**Task item**
Which lines have the string "carved"? Copy all of them from the entries below.

**Available data**
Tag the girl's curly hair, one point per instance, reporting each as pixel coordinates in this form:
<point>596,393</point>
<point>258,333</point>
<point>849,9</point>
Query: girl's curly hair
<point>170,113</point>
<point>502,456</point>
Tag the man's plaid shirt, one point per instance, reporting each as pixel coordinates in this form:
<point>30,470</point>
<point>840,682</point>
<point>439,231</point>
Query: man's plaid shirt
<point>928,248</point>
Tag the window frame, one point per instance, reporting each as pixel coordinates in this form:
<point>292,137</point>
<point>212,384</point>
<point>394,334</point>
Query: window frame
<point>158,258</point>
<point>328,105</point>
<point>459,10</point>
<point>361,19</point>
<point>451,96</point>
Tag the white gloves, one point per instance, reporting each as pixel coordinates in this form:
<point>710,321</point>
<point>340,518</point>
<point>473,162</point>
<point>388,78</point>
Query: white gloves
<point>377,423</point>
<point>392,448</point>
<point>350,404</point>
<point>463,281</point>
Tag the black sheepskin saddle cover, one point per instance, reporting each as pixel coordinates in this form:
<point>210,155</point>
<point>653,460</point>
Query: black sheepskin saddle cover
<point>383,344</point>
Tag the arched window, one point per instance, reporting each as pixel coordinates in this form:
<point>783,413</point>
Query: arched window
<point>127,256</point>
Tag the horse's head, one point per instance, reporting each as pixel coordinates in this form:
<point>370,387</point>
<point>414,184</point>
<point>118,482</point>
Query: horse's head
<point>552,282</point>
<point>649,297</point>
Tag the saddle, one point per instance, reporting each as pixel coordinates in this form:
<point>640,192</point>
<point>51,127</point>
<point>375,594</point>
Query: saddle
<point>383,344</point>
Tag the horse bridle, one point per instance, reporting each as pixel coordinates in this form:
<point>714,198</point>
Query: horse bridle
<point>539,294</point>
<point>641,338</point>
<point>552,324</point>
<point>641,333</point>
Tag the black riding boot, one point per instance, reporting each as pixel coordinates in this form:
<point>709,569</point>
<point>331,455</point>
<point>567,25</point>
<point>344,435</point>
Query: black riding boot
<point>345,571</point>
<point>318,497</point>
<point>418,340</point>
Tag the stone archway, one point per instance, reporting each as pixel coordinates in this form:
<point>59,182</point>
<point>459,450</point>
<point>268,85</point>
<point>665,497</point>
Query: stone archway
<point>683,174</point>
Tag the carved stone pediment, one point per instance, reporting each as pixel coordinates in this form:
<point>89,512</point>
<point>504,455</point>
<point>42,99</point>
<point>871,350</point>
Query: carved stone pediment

**Written solution**
Tag the carved stone pediment, one point per instance, reporting each as pixel coordinates in this form:
Query: carved stone pediment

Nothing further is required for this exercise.